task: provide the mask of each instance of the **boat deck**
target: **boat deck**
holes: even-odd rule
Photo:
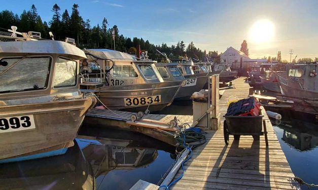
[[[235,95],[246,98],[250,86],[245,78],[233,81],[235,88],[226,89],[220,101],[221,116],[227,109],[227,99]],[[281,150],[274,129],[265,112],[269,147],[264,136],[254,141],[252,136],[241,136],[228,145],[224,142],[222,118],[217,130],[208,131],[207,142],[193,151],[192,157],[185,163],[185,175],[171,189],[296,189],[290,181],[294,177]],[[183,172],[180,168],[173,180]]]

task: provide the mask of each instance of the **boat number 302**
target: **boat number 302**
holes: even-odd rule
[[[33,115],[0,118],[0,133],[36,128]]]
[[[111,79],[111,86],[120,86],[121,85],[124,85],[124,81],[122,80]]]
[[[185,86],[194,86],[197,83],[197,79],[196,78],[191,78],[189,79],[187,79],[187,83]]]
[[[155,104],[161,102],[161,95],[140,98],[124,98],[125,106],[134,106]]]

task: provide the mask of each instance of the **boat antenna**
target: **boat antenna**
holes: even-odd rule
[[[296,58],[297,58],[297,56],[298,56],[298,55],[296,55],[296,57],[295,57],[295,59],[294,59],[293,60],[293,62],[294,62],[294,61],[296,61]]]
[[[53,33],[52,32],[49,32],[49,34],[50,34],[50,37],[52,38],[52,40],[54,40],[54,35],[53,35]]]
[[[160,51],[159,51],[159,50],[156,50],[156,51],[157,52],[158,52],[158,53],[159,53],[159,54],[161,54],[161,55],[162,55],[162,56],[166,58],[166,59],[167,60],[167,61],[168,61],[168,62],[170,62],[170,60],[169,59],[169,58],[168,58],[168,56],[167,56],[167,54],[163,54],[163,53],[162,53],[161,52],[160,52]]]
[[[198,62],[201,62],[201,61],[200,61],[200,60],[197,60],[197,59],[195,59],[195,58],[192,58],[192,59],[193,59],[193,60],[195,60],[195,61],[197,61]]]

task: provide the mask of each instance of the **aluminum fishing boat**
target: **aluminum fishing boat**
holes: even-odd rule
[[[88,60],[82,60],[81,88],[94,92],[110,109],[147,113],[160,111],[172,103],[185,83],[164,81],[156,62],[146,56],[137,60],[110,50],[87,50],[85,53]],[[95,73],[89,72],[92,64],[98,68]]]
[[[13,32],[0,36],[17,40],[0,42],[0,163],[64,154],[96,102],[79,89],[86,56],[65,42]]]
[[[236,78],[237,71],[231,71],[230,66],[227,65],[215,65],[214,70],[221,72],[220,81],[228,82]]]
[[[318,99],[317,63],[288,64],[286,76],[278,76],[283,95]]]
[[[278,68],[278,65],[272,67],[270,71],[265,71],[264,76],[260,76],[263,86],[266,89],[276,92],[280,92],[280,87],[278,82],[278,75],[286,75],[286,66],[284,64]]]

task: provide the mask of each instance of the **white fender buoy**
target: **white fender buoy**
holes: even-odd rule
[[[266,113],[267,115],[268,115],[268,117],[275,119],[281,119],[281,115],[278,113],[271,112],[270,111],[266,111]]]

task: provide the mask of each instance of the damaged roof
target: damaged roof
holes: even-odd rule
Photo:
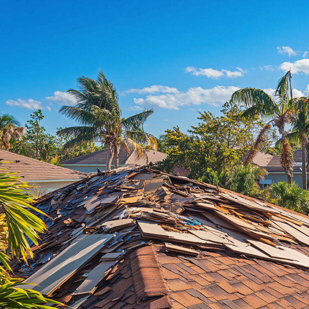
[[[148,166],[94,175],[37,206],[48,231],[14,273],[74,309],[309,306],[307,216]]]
--
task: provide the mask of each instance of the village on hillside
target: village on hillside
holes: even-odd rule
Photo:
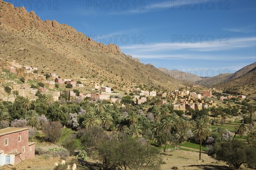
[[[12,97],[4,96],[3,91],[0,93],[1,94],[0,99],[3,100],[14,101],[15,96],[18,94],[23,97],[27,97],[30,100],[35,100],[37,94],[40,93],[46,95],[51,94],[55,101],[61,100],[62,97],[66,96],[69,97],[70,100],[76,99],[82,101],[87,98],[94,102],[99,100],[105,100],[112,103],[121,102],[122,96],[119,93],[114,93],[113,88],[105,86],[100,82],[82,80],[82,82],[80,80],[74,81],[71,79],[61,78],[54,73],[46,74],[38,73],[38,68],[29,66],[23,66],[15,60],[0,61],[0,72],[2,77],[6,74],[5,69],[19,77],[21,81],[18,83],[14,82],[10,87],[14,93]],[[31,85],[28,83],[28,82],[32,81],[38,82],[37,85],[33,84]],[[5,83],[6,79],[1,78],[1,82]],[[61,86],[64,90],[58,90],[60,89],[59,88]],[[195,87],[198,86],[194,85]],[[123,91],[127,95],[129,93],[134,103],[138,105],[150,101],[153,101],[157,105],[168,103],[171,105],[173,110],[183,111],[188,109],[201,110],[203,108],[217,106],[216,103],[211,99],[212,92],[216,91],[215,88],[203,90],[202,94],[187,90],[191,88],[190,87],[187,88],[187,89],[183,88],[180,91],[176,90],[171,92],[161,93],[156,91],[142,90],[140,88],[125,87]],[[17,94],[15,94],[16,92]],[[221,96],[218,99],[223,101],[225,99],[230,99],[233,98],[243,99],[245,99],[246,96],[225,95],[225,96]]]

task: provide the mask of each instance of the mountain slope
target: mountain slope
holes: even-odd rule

## PROBLEM REQUIREMENTS
Pick out each line of the records above that contains the word "task", and copy those lines.

## WRITTEN RESPONSE
task: provide the mask of each instance of the **boat deck**
task: provide the mask of each instance of the **boat number 302**
task: provide the mask of each instance of the **boat antenna**
task: provide the mask of each instance of the **aluminum fishing boat**
task: provide the mask of each instance of the **white fender buoy**
task: provide the mask of each instance of the damaged roof
task: provide the mask of each instance of the village on hillside
task: provide the mask of each instance of the mountain slope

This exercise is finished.